Agreement and Disagreement

These conditions make possible a form of corporate rationality proper to SR, one that, qua corporate, cannot be described merely as the aggregate of the thinking of individual participants. Instead, I suggest we think of SR as analogous to other kinds of social rational entities, such as a legal system or a political body. A trial, for example, is a social procedure for reasoning about the facts in a particular case. It is a form of social reasoning because the individual actors may be rationally pursuing ends very different than those towards which the procedure as a whole tends. Disputants might be seeking their own interests, the lawyers their own financial gain, the judge social respect, and so on. Nevertheless, through the procedural rules of the trial, the whole may become more than the sum of its parts.

Legal and political institutions have formal procedures that designate what shall count as the results of their social reasoning processes: rendering a verdict, voting and signing a law, and so on. SR obviously has no such formal procedure. How then can we characterize the corporate rationality it exhibits, and how is this rationality related to those of the individual participants?

I propose to characterize SR conversations in terms of two basic states, agreement and disagreement.  By agreement I mean a situation in which one participant affirms the truth of a sentence, and no other participant affirms the truth of a contradictory sentence. Thus, agreement includes both the express and tacit agreement of other participants. Agreement may also result from a conversation when someone is induced to abandon a view that she initially defended. An SR group is probably most likely to agree about something public, e.g., an empirical claim that can be confirmed by pointing to the text at hand. Frequently, however, the testimony of some participant to something non-public is sufficient to establish agreement. For example, in the model SR session in Higton and Muers’ book The Text in Play, one non-Muslim participant asks about the meaning of the word “vain-doers” in Sura 40:78: “Are they…people consumed with vanity—all preening and posing?” A Muslim participant answers definitively, “They are those who deny God’s revelation,” the “disbelievers.”[4] The Muslim participant’s answer depends on his knowledge of the broader context, that is, on non-public information; nevertheless, as Higton’s stage directions note, “murmurs of assent lapse into another brief silence.”[5]

Agreement constitutes what we might call the emerging common sense of a group. In such cases, the group mind can safely be regarded as affirming the sentence agreed upon, in the sense that agreements may then serve as shared presuppositions for the continuing conversation (until such time as a participant calls it into question). This is the case even if the tacit assent of some individual member veils her own private dissent, for until she voices her dissent to the group, her private opinion does not influence the common sense of the group mind. Conversely, it seems likely that the process of discovering or reaching agreement tends to strengthen the certainty with which any particular individual affirms the agreed sentence, particularly for those to whom it was new or dubitable—e.g., those non-Muslims who came to accept that in the Qur’an, “vain-doers” refers to unbelievers. The fact that no one in a diverse group disagrees is a probable (not necessary) sign of the truth of what is agreed.

Higton observed that assent led to silence. This is characteristic of a more general tendency: agreement as such tends to bring a discussion to a halt. Nevertheless, by introducing new clarity to the discussion, agreement frequently sparks new insights which go beyond the agreed sentence without contradicting it. Thinking abhors a vacuum, we might say, but thrives on specificity.[6] Agreement about certain particulars is an essential feature of SR in its reflective or meditative mode.

·····

## Your goal
Please state how the passage on agreement and disagreement defines agreement.

## Source data
·····

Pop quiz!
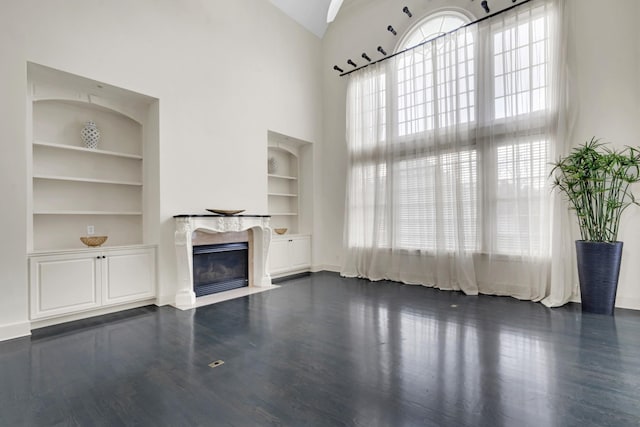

·····

## Response
Agreement is a situation in which one participant affirms the truth of a sentence and no other participant affirms the truth of a contradictory sentence.